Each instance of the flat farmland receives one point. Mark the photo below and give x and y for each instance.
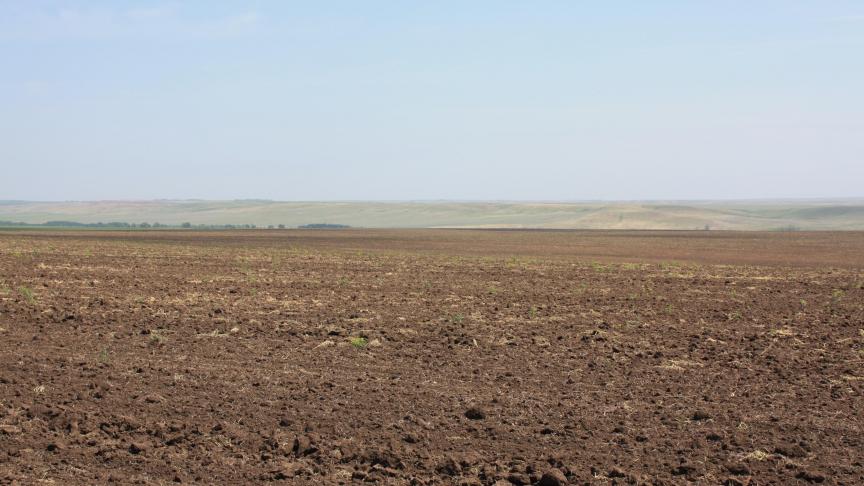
(431, 357)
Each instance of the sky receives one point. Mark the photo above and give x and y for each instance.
(411, 100)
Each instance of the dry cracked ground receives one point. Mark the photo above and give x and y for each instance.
(431, 357)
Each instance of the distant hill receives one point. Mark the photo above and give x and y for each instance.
(679, 215)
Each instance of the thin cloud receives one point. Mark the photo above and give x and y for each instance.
(164, 22)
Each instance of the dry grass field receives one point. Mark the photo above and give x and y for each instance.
(431, 357)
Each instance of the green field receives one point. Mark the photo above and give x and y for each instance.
(715, 215)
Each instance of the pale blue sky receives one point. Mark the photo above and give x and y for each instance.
(324, 100)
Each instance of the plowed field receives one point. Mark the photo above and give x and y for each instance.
(431, 357)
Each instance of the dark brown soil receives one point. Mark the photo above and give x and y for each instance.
(431, 357)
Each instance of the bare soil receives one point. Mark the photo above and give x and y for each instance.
(431, 357)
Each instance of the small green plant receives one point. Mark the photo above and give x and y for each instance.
(27, 293)
(358, 342)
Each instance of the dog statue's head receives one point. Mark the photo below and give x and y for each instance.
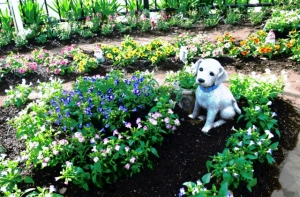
(209, 72)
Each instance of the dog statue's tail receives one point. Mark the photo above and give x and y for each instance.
(236, 107)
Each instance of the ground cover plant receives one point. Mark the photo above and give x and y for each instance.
(114, 125)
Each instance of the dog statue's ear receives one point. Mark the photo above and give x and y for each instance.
(221, 76)
(196, 66)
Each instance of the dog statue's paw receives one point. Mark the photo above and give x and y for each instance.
(191, 116)
(218, 123)
(202, 117)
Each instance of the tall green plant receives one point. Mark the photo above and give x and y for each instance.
(32, 12)
(61, 7)
(106, 7)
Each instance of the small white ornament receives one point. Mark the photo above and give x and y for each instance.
(98, 54)
(183, 54)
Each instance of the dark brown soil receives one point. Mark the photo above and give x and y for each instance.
(183, 155)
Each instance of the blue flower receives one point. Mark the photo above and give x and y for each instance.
(141, 79)
(91, 89)
(127, 82)
(109, 91)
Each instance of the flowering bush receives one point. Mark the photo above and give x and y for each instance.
(19, 95)
(106, 124)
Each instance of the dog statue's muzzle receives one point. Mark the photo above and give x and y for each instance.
(201, 80)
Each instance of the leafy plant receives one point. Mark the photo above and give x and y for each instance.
(212, 20)
(19, 95)
(233, 17)
(32, 12)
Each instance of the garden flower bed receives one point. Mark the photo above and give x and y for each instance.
(183, 153)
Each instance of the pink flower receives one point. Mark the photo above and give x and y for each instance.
(117, 147)
(167, 120)
(92, 141)
(105, 141)
(132, 160)
(152, 121)
(21, 70)
(96, 159)
(115, 132)
(56, 71)
(128, 125)
(47, 159)
(170, 111)
(138, 120)
(127, 166)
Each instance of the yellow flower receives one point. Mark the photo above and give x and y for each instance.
(109, 56)
(153, 59)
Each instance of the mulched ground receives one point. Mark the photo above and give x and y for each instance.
(183, 155)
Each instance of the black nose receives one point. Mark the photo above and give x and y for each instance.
(201, 80)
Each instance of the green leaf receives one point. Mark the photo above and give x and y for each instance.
(224, 189)
(246, 175)
(206, 178)
(251, 183)
(251, 156)
(28, 179)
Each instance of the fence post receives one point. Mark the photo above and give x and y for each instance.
(14, 10)
(146, 4)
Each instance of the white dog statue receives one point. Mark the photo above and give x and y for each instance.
(212, 95)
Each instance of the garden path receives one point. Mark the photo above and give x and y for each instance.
(290, 173)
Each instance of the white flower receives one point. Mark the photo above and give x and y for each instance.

* [Problem]:
Leave out the pictures and reproduce the rest of the listing exactly.

* [Task solution]:
Each instance of the flat farmland receives one point. Mark the photo below and give x and y for each instance.
(431, 357)
Each instance of the sky receives one point. Mark the photo above and give x and y for each instance.
(411, 100)
Each instance of the dry cracked ground receives one point. Mark the photo above and give x and y for each instance.
(431, 357)
Each instance of the distant hill receives one point. Mark the photo above and give x and y for each instance.
(679, 215)
Each instance of the thin cloud receives one point. Mark the photo above and give x and y for each instance.
(164, 22)
Each instance of the dry grass field receives one point. Mark the photo above and give x and y for each instance.
(431, 357)
Each instance of the green field receives one point. Mark the photo above and give x and y for each instance.
(715, 215)
Each instance of the pale blue sky receives one point. Mark the photo above and give x and y for each instance.
(324, 100)
Each instance of the plowed field receives one point. Mark the photo above and give x and y for each instance.
(431, 357)
Each instance of the dark brown soil receives one point. Mark the photo above and give x and y for each instance.
(431, 357)
Each instance of the bare soil receives one point. Mark the photo above and give x and y for each instance.
(431, 357)
Each instance of the small green plant receives one point. Mark the photo above and give x and y for each instance.
(27, 293)
(358, 342)
Each instance of the dog statue's head receives one point. Mark the photo below and give x and y for each instance.
(209, 72)
Each instance of the dog statue's tail receives one point. Mark the photo above and give x and y for each instance.
(236, 107)
Each instance of the ground cover plant receives one point. Mark the photo above and give x and y for each instance.
(114, 125)
Each instance of the dog statue's ear receives one point. Mark the photo above and give x and y for each instance.
(221, 76)
(196, 66)
Each instance of the dog statue's paw receives one point. Mark the photo above and give x and y for each instance.
(191, 116)
(218, 123)
(202, 117)
Each instance of the tall green plant receives one point. Mark the photo above and give x and y for each instance.
(32, 12)
(61, 7)
(106, 7)
Each instance of the small white ornament receives one point. Mark the photo above and give x and y for each instance.
(98, 54)
(183, 54)
Each instance of the dark brown soil receives one point. Mark the photo above and give x and y for each instance.
(183, 155)
Each instance of the blue flower receives one point. Mark the photo above and give x and y for each instance.
(141, 79)
(91, 89)
(127, 82)
(109, 91)
Each instance of the flowering bush receives one point. Mark the photo above and give x and y for each instance.
(19, 95)
(106, 124)
Each instance of the dog statue's muzzle receives one point. Mark the photo above and give x and y for each instance.
(201, 80)
Each instance of the leafy plant receives one point. Mark the photo above and give x and y for each instance.
(212, 20)
(19, 95)
(233, 17)
(32, 12)
Each instance of the garden flower bed receives one point. Mark the photo above and give x and y for each instance.
(183, 153)
Each instance of the pink flower receives one point. Mark the photo above and give x and y for each instance.
(117, 147)
(167, 120)
(92, 141)
(105, 141)
(132, 160)
(152, 121)
(21, 70)
(96, 159)
(115, 132)
(56, 71)
(128, 125)
(47, 159)
(170, 111)
(138, 120)
(127, 166)
Each instance of the yellow flower receives one point. Mark the photo above and give x and y for each instance.
(109, 56)
(153, 59)
Each instance of the mulched ground receives one point. Mark the photo above and give x and y for each instance.
(183, 155)
Each instance of the black nose receives one point. Mark the photo above and give x and y for each instance.
(201, 80)
Each instance of the green leaf receives one point. Mark the photo above and give x and y for each instance.
(224, 189)
(246, 175)
(206, 178)
(251, 183)
(251, 156)
(28, 179)
Each instance of the fence post receives one point. Mark the photo above and give x and y for each instance.
(14, 10)
(146, 4)
Each instance of the white dog statue receives one point. Mark the photo above and give x and y for each instance.
(212, 95)
Each instance of the garden path receives one point. Mark the photo above and give x and y for each instance.
(290, 173)
Each instance of the white flower receives one point. Mark the photo above and give x and y for each instance.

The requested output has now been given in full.